=== Data for this task ===
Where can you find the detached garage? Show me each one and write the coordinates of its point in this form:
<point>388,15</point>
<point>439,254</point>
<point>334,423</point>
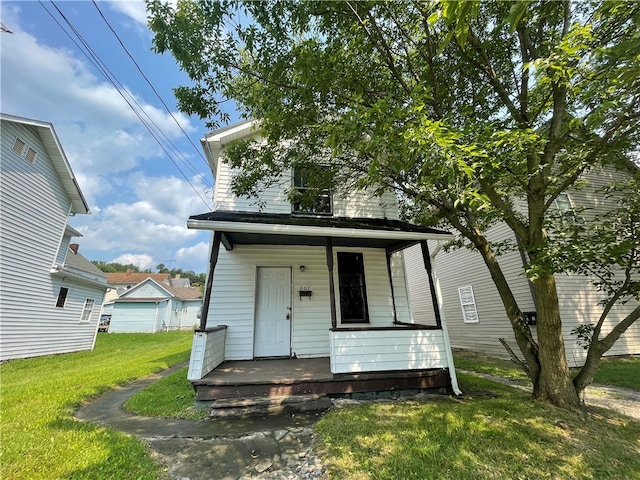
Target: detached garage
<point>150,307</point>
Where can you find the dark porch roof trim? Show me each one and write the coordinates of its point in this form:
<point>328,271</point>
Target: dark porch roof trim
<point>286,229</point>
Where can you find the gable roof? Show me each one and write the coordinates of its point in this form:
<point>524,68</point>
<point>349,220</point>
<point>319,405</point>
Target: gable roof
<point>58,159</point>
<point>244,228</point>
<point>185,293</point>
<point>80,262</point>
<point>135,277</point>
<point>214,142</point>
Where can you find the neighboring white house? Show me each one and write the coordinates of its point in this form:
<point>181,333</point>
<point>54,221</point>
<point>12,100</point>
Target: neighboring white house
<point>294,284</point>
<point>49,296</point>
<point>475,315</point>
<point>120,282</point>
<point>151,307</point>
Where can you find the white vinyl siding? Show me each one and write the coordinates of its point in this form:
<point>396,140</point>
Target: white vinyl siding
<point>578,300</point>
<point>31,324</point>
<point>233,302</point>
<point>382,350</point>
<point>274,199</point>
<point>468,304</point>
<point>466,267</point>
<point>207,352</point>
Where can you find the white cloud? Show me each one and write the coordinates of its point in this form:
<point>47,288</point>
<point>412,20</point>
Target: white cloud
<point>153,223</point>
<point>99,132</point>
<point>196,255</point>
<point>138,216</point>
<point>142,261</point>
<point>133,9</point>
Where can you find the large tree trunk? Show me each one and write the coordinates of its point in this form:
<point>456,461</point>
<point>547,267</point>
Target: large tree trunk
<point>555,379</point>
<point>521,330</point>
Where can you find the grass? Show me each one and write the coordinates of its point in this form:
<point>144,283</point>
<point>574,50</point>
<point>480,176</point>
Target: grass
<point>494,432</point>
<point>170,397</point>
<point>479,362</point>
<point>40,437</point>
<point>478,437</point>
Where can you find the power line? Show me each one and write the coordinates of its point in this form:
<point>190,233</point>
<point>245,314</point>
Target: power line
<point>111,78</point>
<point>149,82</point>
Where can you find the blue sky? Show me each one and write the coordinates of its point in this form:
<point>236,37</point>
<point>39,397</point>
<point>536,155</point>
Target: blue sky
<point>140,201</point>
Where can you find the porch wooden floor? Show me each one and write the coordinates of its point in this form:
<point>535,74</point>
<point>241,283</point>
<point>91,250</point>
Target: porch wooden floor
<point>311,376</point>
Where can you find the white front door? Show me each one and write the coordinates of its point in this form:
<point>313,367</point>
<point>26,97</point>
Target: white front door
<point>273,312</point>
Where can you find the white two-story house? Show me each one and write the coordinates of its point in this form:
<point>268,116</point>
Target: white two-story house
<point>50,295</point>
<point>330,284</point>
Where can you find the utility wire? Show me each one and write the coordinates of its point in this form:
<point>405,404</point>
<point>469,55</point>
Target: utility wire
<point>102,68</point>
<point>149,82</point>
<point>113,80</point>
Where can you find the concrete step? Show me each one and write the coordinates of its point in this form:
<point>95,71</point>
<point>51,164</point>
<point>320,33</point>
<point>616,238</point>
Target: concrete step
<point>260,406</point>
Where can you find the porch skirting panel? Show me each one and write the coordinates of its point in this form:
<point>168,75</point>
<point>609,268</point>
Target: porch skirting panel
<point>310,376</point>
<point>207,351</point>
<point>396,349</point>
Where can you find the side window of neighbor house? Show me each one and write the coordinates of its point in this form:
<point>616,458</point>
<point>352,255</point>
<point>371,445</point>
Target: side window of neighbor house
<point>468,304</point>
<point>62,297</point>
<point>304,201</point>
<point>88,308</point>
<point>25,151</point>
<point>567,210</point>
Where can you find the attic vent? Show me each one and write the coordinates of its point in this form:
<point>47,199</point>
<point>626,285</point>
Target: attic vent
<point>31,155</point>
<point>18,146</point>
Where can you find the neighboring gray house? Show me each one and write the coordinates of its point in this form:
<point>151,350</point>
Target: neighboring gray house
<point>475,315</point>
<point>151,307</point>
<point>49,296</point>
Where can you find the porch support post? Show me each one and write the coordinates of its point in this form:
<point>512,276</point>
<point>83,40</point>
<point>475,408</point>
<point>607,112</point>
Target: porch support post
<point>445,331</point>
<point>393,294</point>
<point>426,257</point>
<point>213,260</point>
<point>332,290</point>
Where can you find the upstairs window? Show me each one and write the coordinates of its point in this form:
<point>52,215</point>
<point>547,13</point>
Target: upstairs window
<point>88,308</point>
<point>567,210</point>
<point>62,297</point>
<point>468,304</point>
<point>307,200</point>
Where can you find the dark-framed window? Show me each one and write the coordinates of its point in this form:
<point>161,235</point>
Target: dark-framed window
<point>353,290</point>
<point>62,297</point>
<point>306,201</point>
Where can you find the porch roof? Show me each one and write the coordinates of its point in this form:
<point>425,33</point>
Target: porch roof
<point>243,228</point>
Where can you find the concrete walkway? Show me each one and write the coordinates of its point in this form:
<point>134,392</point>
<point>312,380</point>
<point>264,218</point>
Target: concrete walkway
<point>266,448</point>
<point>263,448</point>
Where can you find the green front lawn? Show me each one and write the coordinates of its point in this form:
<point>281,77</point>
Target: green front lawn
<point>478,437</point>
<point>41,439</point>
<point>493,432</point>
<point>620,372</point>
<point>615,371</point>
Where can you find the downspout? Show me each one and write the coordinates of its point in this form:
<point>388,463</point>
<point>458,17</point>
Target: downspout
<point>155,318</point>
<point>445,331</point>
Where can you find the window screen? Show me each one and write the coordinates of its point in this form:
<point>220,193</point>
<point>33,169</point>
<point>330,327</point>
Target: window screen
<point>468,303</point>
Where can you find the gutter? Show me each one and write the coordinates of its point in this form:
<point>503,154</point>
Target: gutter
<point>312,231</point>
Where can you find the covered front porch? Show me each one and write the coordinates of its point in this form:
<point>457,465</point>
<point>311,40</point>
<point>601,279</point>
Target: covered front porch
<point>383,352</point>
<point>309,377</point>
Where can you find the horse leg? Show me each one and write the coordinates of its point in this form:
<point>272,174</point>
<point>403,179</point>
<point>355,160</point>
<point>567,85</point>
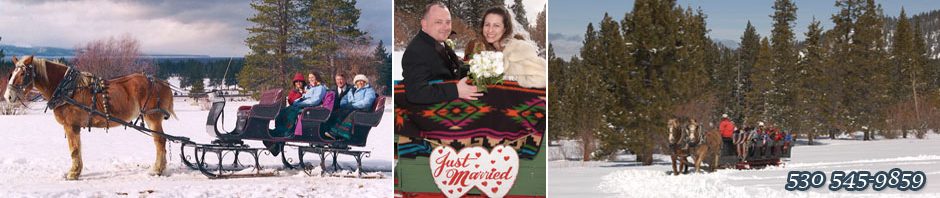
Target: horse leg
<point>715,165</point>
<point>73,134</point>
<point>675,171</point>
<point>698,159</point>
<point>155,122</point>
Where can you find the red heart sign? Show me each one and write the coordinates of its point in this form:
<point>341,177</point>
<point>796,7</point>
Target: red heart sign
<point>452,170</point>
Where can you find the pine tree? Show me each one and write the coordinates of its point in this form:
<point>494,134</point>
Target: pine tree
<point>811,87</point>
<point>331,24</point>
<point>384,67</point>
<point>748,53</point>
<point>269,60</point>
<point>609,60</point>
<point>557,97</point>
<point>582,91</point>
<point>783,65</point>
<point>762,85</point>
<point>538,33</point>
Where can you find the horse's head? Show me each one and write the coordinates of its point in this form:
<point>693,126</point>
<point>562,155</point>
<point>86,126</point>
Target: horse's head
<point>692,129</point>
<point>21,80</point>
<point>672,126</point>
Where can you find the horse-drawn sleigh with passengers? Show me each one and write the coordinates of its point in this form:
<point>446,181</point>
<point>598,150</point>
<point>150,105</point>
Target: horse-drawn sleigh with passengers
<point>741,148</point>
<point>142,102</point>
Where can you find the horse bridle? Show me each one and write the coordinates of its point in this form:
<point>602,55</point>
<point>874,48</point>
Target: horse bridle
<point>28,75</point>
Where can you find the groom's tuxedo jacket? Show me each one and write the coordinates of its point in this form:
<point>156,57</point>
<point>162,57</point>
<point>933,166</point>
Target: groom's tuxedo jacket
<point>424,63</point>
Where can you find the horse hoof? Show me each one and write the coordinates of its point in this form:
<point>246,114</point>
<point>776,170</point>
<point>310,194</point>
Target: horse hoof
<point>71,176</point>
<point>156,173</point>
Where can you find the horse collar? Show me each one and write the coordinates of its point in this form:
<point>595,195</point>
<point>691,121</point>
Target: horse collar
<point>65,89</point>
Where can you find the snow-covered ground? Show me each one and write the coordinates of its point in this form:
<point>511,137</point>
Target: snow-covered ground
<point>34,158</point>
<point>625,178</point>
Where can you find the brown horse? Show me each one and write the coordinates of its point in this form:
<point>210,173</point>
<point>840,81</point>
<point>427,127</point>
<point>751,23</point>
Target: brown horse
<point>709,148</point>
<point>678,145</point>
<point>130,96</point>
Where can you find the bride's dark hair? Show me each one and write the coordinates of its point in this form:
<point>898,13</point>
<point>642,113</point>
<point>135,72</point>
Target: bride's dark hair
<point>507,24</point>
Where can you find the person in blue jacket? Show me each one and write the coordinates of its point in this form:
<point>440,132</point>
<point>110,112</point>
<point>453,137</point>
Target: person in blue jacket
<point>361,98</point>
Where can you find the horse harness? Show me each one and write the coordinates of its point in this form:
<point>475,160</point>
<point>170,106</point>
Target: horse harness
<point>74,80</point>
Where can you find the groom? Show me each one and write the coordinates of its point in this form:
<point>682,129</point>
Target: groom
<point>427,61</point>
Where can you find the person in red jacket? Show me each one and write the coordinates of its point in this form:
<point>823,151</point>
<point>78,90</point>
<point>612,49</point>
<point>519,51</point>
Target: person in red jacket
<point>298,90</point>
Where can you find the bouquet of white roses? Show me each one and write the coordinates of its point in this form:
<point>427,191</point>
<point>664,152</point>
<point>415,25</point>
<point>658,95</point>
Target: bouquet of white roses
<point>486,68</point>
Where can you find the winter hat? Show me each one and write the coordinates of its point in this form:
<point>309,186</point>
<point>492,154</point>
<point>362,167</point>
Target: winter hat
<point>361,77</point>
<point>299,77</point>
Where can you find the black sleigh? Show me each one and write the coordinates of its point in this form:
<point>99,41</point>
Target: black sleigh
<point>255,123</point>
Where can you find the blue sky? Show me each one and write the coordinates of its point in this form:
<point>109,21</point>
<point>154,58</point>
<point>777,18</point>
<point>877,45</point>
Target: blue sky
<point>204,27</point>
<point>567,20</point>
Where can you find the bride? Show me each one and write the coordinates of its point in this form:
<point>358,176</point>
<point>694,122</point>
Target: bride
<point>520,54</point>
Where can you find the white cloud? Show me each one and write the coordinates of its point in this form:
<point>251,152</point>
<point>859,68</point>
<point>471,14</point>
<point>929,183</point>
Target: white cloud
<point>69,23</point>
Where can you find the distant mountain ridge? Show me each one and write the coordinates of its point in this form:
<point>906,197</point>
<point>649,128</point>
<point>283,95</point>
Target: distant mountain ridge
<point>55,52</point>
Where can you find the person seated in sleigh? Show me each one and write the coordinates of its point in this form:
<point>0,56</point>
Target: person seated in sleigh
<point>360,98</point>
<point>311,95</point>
===
=== Data for this task ===
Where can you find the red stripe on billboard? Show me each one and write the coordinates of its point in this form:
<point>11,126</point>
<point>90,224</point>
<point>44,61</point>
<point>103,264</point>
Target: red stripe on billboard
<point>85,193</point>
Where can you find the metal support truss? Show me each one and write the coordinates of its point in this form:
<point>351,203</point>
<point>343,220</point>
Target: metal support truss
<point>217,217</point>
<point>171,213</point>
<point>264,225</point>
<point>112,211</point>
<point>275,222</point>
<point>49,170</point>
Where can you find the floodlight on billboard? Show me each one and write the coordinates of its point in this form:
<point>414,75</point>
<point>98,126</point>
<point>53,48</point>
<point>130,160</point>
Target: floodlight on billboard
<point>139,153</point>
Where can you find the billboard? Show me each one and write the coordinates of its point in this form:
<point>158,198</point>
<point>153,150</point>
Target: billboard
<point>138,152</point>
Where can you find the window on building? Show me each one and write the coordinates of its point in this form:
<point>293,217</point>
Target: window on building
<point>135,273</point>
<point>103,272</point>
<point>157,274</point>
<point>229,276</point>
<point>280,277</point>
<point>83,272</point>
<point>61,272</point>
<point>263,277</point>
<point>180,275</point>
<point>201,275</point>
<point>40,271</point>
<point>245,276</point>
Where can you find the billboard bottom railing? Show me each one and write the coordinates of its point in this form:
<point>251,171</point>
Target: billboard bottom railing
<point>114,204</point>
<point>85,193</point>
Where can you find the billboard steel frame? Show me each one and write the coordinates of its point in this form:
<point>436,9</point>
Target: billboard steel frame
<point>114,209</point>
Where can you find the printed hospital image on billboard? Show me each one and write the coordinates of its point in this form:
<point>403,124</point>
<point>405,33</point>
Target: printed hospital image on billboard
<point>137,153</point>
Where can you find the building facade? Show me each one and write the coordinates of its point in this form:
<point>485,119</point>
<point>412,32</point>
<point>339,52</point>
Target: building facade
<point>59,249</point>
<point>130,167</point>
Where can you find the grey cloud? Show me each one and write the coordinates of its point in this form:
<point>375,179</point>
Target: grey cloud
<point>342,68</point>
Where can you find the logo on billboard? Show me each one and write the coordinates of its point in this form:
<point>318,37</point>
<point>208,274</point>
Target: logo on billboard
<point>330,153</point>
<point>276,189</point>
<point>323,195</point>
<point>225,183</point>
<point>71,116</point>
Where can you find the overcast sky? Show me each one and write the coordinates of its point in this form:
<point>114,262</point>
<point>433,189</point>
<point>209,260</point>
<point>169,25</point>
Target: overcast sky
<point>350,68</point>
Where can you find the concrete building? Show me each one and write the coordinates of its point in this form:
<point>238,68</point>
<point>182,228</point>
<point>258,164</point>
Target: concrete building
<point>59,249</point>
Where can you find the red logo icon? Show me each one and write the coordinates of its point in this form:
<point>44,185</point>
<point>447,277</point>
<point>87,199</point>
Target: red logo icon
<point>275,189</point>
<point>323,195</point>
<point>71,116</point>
===
**Stated goal:** Locate every line in the records above that contains the word "icon", and copy each of those lines in full.

**Solved problem:**
Where can you find the red logo icon? Show me each one and write the coordinates of its point in this form:
Target: red logo icon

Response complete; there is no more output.